> WHAT IS EXPECTED
Draw out every line with the word "glowing" from the listing below.

> SUPPLIED RECORDS
----------------------------------------
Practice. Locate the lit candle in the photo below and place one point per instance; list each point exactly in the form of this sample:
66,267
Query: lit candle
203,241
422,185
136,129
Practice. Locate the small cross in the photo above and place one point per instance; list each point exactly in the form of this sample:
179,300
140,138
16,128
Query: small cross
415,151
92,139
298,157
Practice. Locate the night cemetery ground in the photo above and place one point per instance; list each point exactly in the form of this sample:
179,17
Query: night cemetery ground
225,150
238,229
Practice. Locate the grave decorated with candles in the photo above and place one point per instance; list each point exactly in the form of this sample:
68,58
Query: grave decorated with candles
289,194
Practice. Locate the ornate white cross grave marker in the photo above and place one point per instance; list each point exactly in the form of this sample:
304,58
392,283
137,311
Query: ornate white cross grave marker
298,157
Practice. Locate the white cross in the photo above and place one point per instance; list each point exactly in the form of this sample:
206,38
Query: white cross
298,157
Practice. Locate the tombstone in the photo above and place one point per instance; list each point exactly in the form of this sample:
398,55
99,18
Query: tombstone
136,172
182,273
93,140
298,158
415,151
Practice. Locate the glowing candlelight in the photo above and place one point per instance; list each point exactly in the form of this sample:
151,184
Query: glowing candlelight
----------------------------------------
> ANSWER SECTION
Practice. Locate the glowing candlelight in the photo above and place one point per instance; list each point exactly in the form of this sample:
Query: glowing candlelight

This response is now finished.